(Spatial localization data)
____________

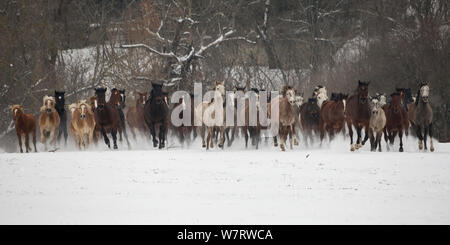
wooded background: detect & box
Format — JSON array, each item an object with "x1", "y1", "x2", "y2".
[{"x1": 1, "y1": 0, "x2": 449, "y2": 151}]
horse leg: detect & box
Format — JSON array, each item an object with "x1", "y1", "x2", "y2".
[
  {"x1": 355, "y1": 125, "x2": 362, "y2": 149},
  {"x1": 362, "y1": 126, "x2": 369, "y2": 146},
  {"x1": 40, "y1": 129, "x2": 47, "y2": 151},
  {"x1": 368, "y1": 128, "x2": 375, "y2": 151},
  {"x1": 122, "y1": 124, "x2": 131, "y2": 149},
  {"x1": 199, "y1": 126, "x2": 206, "y2": 148},
  {"x1": 101, "y1": 127, "x2": 111, "y2": 148},
  {"x1": 63, "y1": 123, "x2": 68, "y2": 147},
  {"x1": 111, "y1": 128, "x2": 118, "y2": 149},
  {"x1": 390, "y1": 130, "x2": 397, "y2": 145},
  {"x1": 243, "y1": 127, "x2": 249, "y2": 148},
  {"x1": 376, "y1": 131, "x2": 382, "y2": 152},
  {"x1": 49, "y1": 129, "x2": 57, "y2": 149},
  {"x1": 205, "y1": 127, "x2": 212, "y2": 150},
  {"x1": 347, "y1": 121, "x2": 355, "y2": 151},
  {"x1": 280, "y1": 127, "x2": 286, "y2": 152},
  {"x1": 129, "y1": 126, "x2": 137, "y2": 141},
  {"x1": 209, "y1": 127, "x2": 214, "y2": 149},
  {"x1": 17, "y1": 133, "x2": 23, "y2": 153},
  {"x1": 423, "y1": 126, "x2": 428, "y2": 151},
  {"x1": 429, "y1": 123, "x2": 435, "y2": 152},
  {"x1": 292, "y1": 126, "x2": 299, "y2": 146},
  {"x1": 32, "y1": 129, "x2": 37, "y2": 152},
  {"x1": 384, "y1": 128, "x2": 390, "y2": 151},
  {"x1": 399, "y1": 130, "x2": 404, "y2": 152},
  {"x1": 150, "y1": 124, "x2": 157, "y2": 148},
  {"x1": 25, "y1": 133, "x2": 30, "y2": 153},
  {"x1": 288, "y1": 126, "x2": 293, "y2": 150},
  {"x1": 159, "y1": 125, "x2": 166, "y2": 149},
  {"x1": 416, "y1": 126, "x2": 423, "y2": 150},
  {"x1": 218, "y1": 127, "x2": 225, "y2": 149}
]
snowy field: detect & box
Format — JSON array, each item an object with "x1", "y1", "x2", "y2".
[{"x1": 0, "y1": 135, "x2": 449, "y2": 225}]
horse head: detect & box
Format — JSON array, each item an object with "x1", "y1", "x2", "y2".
[
  {"x1": 313, "y1": 85, "x2": 327, "y2": 98},
  {"x1": 77, "y1": 100, "x2": 91, "y2": 120},
  {"x1": 282, "y1": 85, "x2": 296, "y2": 105},
  {"x1": 54, "y1": 91, "x2": 65, "y2": 110},
  {"x1": 370, "y1": 97, "x2": 383, "y2": 116},
  {"x1": 295, "y1": 95, "x2": 304, "y2": 107},
  {"x1": 137, "y1": 92, "x2": 148, "y2": 106},
  {"x1": 390, "y1": 92, "x2": 402, "y2": 113},
  {"x1": 110, "y1": 88, "x2": 122, "y2": 107},
  {"x1": 214, "y1": 81, "x2": 226, "y2": 99},
  {"x1": 357, "y1": 80, "x2": 370, "y2": 104},
  {"x1": 42, "y1": 95, "x2": 56, "y2": 114},
  {"x1": 94, "y1": 88, "x2": 107, "y2": 110},
  {"x1": 418, "y1": 82, "x2": 430, "y2": 104},
  {"x1": 119, "y1": 89, "x2": 126, "y2": 108},
  {"x1": 11, "y1": 104, "x2": 24, "y2": 120},
  {"x1": 68, "y1": 103, "x2": 78, "y2": 117}
]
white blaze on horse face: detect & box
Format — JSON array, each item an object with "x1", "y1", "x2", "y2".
[
  {"x1": 58, "y1": 96, "x2": 62, "y2": 100},
  {"x1": 94, "y1": 99, "x2": 98, "y2": 108},
  {"x1": 421, "y1": 85, "x2": 430, "y2": 97},
  {"x1": 295, "y1": 96, "x2": 304, "y2": 107},
  {"x1": 287, "y1": 90, "x2": 296, "y2": 104},
  {"x1": 316, "y1": 93, "x2": 327, "y2": 108},
  {"x1": 343, "y1": 99, "x2": 347, "y2": 112},
  {"x1": 14, "y1": 108, "x2": 18, "y2": 117}
]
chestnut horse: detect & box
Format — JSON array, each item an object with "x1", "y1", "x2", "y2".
[
  {"x1": 11, "y1": 105, "x2": 37, "y2": 153},
  {"x1": 93, "y1": 88, "x2": 121, "y2": 149},
  {"x1": 144, "y1": 83, "x2": 170, "y2": 149},
  {"x1": 126, "y1": 92, "x2": 149, "y2": 140},
  {"x1": 320, "y1": 93, "x2": 348, "y2": 142},
  {"x1": 346, "y1": 81, "x2": 371, "y2": 151},
  {"x1": 383, "y1": 92, "x2": 409, "y2": 152},
  {"x1": 39, "y1": 95, "x2": 61, "y2": 150}
]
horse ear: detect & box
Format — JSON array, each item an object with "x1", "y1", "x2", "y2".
[{"x1": 358, "y1": 80, "x2": 362, "y2": 84}]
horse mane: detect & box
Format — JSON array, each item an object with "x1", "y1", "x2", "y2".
[{"x1": 42, "y1": 95, "x2": 54, "y2": 106}]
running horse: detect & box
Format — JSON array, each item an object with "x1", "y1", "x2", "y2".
[
  {"x1": 11, "y1": 105, "x2": 37, "y2": 153},
  {"x1": 346, "y1": 81, "x2": 371, "y2": 151},
  {"x1": 54, "y1": 91, "x2": 68, "y2": 146},
  {"x1": 111, "y1": 88, "x2": 130, "y2": 148},
  {"x1": 126, "y1": 92, "x2": 149, "y2": 140},
  {"x1": 39, "y1": 95, "x2": 61, "y2": 150},
  {"x1": 93, "y1": 88, "x2": 121, "y2": 149},
  {"x1": 408, "y1": 82, "x2": 434, "y2": 152},
  {"x1": 384, "y1": 92, "x2": 409, "y2": 152},
  {"x1": 144, "y1": 82, "x2": 170, "y2": 149},
  {"x1": 320, "y1": 93, "x2": 348, "y2": 142}
]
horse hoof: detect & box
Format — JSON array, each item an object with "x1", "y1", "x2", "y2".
[
  {"x1": 202, "y1": 144, "x2": 206, "y2": 148},
  {"x1": 350, "y1": 145, "x2": 355, "y2": 151},
  {"x1": 114, "y1": 145, "x2": 118, "y2": 150},
  {"x1": 399, "y1": 148, "x2": 403, "y2": 152},
  {"x1": 274, "y1": 143, "x2": 278, "y2": 147},
  {"x1": 430, "y1": 147, "x2": 435, "y2": 152},
  {"x1": 219, "y1": 144, "x2": 224, "y2": 149}
]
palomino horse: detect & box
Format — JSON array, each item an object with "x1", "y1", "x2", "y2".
[
  {"x1": 195, "y1": 81, "x2": 226, "y2": 150},
  {"x1": 55, "y1": 91, "x2": 68, "y2": 146},
  {"x1": 12, "y1": 105, "x2": 37, "y2": 153},
  {"x1": 300, "y1": 98, "x2": 321, "y2": 146},
  {"x1": 39, "y1": 95, "x2": 61, "y2": 150},
  {"x1": 272, "y1": 85, "x2": 297, "y2": 151},
  {"x1": 384, "y1": 92, "x2": 409, "y2": 152},
  {"x1": 368, "y1": 96, "x2": 386, "y2": 152},
  {"x1": 126, "y1": 92, "x2": 149, "y2": 140},
  {"x1": 68, "y1": 100, "x2": 96, "y2": 149},
  {"x1": 110, "y1": 88, "x2": 130, "y2": 148},
  {"x1": 93, "y1": 88, "x2": 121, "y2": 149},
  {"x1": 320, "y1": 93, "x2": 348, "y2": 142},
  {"x1": 144, "y1": 83, "x2": 170, "y2": 149},
  {"x1": 408, "y1": 82, "x2": 434, "y2": 152},
  {"x1": 346, "y1": 81, "x2": 371, "y2": 151}
]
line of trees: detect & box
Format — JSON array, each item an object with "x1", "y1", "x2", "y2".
[{"x1": 1, "y1": 0, "x2": 449, "y2": 151}]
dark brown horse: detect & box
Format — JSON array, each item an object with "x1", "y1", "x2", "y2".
[
  {"x1": 346, "y1": 81, "x2": 371, "y2": 151},
  {"x1": 126, "y1": 92, "x2": 149, "y2": 140},
  {"x1": 320, "y1": 93, "x2": 348, "y2": 142},
  {"x1": 110, "y1": 88, "x2": 130, "y2": 148},
  {"x1": 12, "y1": 105, "x2": 37, "y2": 153},
  {"x1": 383, "y1": 92, "x2": 409, "y2": 152},
  {"x1": 93, "y1": 88, "x2": 121, "y2": 149},
  {"x1": 144, "y1": 83, "x2": 170, "y2": 149},
  {"x1": 300, "y1": 98, "x2": 321, "y2": 146},
  {"x1": 54, "y1": 91, "x2": 68, "y2": 146}
]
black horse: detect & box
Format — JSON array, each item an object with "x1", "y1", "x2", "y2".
[
  {"x1": 144, "y1": 83, "x2": 169, "y2": 149},
  {"x1": 55, "y1": 91, "x2": 68, "y2": 146}
]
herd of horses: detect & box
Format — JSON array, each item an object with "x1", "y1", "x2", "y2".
[{"x1": 11, "y1": 80, "x2": 435, "y2": 153}]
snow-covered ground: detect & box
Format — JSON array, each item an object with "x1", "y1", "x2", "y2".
[{"x1": 0, "y1": 135, "x2": 449, "y2": 225}]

____________

WORK TO BE COMPLETED: An exact copy of the lines above, from the first through the line that holds "horse leg: detect & box", is what is needed; leave the pictures out.

RESULT FOR THIS TASK:
wooded background: detect & box
Format — JSON array, each item an object with "x1", "y1", "x2", "y2".
[{"x1": 1, "y1": 0, "x2": 449, "y2": 151}]
horse leg: detect & box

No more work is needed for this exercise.